### EXCERPTED PASSAGE
——
The webcomics blog about webcomics

Lessons Learned

Quick programming note before we get started — I’ll be on site with a client for work at the start of next week, with the quality of connectivity unknown at this time. There may be late updates.

  • On the value of revisiting old work, Part The First: John Allison often takes a break to tell a side-story in between the arcs of Bad Machinery, though rarely as long as the 10 weeks since The Case of the Forked Road wrapped up. Allison scoffed at the notion of taking off for year-end holidays, and quickly settled into a seven-strips-a-week jaunt back to the days of Bobbins, a run which has seen a house blown up, a child wracked with guilt, Tim chased out of a second country, the return of a long-absent character, the rekindling of a long-ago relationship, and a birth under trying circumstances.

    Even better, revisiting old characters sometimes leads to a recharge of the creative batteries; Allison is ready to dive back into Bad Machinery, and with a vengeance:

    This run of Bobbins ends on Saturday. I couldn’t have imagined that something I re-started just because it made me laugh would have proved so popular. It’s really reminded me of the joy of daily cartooning and why I started all those years ago. I’ll be archiving all the pages from this run on the new Bobbins site, and I see no reason why we shouldn’t return to these characters another time. I’m sure I’ll do the odd strip from time to time prior to a longer run when the schedule allows/demands it.

    That means Bad Machinery returns on Sunday with The Case Of The Modern Men. I’ll continue to run strips seven days a week, and see how that works out. I think you’ll like this story, it kind of gets back to what I’m about. [emphasis added]

    That gives Tim one day to patch things up with Riley, get back to inventing with Scout, Erin and The Boy to decide where they are … Allison will pretty much have to revisit Bobbins to deal with all these stories waiting to be told. In the meantime, though — Lottie and Shauna and Mildred and Sonny and Linton and Jack await, and that’s always a good thing.

  • On the value of revisiting old work, Part The Second: It’s been a long damn time since Mac Hall wrapped up, a comic which will never let you think of sad girls and snow the same way again. It’s been a long damn time since creators Ian McConville and Matt Boyd shifted their concentration to Three Panel Soul, a concentration that has been interspersed on occasion with other concerns. So it’s maybe not surprising that in all that time, the original Mac Hall print collection (200o to 2002!) had disappeared into the aether, as the aether is where it’s returned to. Ten bucks on Gumroad, for your immediate gratification.
——
Set down the blog post word for word, beginning at the words "The webcomics blog" and stopping after "be late updates.".
——
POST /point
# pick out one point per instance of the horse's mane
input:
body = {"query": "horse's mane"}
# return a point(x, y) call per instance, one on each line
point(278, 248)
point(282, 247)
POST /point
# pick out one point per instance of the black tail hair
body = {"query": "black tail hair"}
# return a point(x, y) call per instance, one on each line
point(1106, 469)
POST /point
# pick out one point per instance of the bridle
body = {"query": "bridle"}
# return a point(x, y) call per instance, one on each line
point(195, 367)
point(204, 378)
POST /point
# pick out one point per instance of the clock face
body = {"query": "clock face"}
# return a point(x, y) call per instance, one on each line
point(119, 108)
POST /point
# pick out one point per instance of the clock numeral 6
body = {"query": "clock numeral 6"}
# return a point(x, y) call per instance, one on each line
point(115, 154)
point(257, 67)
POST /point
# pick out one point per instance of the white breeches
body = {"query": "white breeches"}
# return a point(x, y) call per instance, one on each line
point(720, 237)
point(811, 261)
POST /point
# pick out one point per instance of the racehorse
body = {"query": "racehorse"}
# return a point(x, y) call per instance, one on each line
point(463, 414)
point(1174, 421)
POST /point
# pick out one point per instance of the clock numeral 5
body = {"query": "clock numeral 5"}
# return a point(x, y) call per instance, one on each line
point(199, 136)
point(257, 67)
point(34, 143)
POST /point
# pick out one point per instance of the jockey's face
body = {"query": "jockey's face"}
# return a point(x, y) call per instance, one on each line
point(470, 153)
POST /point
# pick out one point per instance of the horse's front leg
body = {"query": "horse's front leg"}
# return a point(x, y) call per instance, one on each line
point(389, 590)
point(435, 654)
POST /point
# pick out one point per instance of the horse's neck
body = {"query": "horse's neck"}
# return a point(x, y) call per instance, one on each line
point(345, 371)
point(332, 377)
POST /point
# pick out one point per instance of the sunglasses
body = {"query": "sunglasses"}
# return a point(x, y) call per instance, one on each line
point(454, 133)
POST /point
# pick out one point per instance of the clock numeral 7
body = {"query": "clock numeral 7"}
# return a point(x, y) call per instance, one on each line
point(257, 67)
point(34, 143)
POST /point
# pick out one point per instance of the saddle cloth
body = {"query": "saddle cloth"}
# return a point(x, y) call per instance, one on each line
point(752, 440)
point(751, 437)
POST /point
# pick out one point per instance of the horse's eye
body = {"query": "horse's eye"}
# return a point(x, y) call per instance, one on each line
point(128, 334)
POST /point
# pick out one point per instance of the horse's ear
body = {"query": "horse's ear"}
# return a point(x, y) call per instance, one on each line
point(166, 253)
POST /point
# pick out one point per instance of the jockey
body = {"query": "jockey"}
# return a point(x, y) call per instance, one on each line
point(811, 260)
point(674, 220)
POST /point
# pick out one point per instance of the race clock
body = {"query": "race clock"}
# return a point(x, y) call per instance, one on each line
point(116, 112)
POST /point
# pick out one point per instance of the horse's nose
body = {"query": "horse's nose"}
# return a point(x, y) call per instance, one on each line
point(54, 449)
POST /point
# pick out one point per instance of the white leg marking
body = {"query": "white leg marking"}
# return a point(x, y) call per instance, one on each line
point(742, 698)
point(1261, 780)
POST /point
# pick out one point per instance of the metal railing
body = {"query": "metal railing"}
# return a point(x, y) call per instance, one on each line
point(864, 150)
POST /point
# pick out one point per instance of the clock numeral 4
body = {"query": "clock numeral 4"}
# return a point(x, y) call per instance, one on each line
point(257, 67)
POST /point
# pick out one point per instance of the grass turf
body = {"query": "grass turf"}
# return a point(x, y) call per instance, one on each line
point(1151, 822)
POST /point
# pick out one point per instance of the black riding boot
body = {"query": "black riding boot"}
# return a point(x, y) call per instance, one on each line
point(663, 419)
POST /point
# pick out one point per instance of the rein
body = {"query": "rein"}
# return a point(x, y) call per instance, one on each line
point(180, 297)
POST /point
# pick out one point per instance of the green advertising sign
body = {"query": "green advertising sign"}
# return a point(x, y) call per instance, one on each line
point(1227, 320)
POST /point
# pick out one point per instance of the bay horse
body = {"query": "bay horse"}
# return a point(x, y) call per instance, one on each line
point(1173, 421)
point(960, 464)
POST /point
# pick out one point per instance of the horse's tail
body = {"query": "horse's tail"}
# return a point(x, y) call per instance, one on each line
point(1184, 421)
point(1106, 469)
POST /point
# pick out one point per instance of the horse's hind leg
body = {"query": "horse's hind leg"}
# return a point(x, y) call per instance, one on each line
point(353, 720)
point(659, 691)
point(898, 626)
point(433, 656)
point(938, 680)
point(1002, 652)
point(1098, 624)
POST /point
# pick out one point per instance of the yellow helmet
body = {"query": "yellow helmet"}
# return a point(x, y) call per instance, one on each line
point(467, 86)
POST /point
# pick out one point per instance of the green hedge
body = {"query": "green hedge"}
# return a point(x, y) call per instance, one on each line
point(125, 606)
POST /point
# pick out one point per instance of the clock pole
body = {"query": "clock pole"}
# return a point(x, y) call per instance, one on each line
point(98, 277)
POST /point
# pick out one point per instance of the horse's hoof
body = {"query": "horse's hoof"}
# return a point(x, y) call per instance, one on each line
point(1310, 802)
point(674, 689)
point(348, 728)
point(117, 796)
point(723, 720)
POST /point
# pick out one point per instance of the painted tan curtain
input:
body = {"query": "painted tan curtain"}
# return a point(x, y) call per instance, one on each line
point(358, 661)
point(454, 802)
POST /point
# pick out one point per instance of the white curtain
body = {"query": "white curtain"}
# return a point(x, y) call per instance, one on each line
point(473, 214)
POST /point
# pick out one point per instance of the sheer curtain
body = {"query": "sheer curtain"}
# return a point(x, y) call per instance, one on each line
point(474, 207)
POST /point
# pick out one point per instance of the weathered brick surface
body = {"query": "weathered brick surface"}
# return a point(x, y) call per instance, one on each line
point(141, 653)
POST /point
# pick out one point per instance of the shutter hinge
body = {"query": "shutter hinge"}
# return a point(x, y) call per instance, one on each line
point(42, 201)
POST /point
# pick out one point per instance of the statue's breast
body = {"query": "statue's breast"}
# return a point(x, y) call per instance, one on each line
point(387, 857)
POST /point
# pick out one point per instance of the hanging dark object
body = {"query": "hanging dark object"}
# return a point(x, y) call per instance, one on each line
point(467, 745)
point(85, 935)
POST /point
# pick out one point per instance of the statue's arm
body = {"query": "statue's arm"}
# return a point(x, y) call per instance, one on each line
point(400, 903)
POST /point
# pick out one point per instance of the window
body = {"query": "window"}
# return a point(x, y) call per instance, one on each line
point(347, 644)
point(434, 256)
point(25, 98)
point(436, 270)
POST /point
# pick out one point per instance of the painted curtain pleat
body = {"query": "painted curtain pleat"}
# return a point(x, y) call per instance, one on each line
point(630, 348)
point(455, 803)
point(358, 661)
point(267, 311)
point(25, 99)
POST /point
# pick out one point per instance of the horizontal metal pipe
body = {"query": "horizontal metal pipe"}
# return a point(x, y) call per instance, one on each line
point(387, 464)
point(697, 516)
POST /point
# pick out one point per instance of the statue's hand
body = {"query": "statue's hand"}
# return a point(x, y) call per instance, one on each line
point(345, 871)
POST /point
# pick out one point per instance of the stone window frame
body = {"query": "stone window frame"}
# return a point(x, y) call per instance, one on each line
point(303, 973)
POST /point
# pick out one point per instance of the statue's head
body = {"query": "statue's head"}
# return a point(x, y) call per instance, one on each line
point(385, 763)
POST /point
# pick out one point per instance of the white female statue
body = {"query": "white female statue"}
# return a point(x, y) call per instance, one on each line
——
### OUTPUT FOR THIS TASK
The webcomics blog about webcomics

Lessons Learned

Quick programming note before we get started — I’ll be on site with a client for work at the start of next week, with the quality of connectivity unknown at this time. There may be late updates.